- Brano da leggere -
::::::::::

Valerio Bassan: “L’informazione? Tanta e a disposizione di tutti”
L’autore di una delle newsletter italiane più seguite, sul futuro di Internet e l’industria dei media, sarà a Glocal per discutere del calo di fiducia dei lettori nei confronti dei giornali

“Sei sintonizzato su Ellissi, la newsletter che ti aiuta a osservare il mondo della tecnologia e dei media con ottimismo”. Scrive che sta scherzando ma non è del tutto vero: Valerio Bassan è l’autore di una delle newsletter italiane più seguite sul futuro di Internet e l’industria dei media, Ellissi appunto, e le sue analisi trasudano fiducia.(la trovate qui)
Ma Bassan fa tante altre cose: collabora con Il Sole 24 Ore, e ha collaborato con Feltrinelli, Will, Internazionale, Forbes, e dal 2019 è mentor presso la Newmark J-School della City University a New York.
A Glocal verrà a trattare due argomenti centrali che riguardano le “visioni”, tema centrale del festival, e il futuro del giornalismo: come deve cambiare il giornalismo per riconquistare fiducia, lettori e sostenibilità economica (Non ci vogliamo più informare) e il destino, pare piuttosto triste, del Metaverso (Che fine ha fatto il Metaverso nel giornalismo? ).

::::::::::

- Consegna A -
Secondo il brano su Valerio Bassan, presso quale scuola egli è mentor dal 2019?

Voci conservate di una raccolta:
::::::::::

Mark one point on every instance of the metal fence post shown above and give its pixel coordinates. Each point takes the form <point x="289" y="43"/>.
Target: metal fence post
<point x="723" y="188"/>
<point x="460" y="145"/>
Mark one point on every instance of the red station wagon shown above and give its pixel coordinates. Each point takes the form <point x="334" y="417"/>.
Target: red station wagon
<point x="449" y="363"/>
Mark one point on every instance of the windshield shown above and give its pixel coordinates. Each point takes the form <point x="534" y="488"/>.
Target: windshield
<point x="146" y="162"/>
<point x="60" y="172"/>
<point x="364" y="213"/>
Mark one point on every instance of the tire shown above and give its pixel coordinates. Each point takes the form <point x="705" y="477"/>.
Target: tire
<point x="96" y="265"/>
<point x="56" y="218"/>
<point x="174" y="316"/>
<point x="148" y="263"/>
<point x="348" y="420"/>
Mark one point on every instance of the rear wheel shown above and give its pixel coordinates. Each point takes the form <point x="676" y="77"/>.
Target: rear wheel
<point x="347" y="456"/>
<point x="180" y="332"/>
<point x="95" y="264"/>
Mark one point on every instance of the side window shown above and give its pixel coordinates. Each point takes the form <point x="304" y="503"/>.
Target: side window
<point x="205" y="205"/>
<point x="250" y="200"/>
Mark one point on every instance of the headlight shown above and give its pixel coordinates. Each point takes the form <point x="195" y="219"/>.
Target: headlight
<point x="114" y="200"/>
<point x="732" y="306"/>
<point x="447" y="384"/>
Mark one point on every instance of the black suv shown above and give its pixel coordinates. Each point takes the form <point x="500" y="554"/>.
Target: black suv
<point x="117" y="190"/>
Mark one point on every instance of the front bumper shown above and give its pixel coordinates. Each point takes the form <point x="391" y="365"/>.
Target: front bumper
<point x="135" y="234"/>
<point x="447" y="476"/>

::::::::::

- Consegna B -
Ricopi fedelmente le righe riportate sopra, dalla riga che contiene "Mark one point on every instance of the black" fino all'ultima riga, estremi inclusi.

- Risposta all'esercizio A -
Presso la Newmark J-School della City University a New York.

- Risposta all'esercizio B -
Mark one point on every instance of the black suv shown above and give its pixel coordinates. Each point takes the form <point x="500" y="554"/>.
Target: black suv
<point x="117" y="190"/>
Mark one point on every instance of the front bumper shown above and give its pixel coordinates. Each point takes the form <point x="391" y="365"/>.
Target: front bumper
<point x="135" y="234"/>
<point x="447" y="476"/>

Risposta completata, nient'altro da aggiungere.